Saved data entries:
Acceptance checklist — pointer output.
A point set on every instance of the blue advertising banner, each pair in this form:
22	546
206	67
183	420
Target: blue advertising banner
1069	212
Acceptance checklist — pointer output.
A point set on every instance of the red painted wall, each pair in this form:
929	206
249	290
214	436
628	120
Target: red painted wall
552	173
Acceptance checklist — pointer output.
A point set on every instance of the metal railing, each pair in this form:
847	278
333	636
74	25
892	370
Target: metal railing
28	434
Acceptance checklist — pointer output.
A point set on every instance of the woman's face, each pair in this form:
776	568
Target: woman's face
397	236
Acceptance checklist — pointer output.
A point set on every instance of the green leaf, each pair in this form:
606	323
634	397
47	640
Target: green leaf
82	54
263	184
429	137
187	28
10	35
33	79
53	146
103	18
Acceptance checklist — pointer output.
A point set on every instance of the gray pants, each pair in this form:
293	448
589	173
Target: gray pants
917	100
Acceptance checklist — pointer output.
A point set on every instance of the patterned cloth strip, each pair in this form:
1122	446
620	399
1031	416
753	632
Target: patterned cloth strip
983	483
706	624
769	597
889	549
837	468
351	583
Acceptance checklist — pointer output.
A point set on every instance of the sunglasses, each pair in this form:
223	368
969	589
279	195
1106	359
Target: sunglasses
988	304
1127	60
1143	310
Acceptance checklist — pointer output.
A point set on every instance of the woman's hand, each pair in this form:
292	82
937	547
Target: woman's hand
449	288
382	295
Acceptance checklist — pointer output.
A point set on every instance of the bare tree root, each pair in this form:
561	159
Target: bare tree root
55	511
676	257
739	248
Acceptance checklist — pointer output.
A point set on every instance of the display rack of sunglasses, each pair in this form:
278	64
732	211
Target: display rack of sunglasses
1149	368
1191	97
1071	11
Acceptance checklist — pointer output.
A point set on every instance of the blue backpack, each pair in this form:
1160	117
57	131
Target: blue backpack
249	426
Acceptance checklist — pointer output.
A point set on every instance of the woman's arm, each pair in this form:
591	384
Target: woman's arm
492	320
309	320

What the exercise asks: How many lines in the data above contain the string "sunglasses"? Reply with the number only.

Exercise solution: 4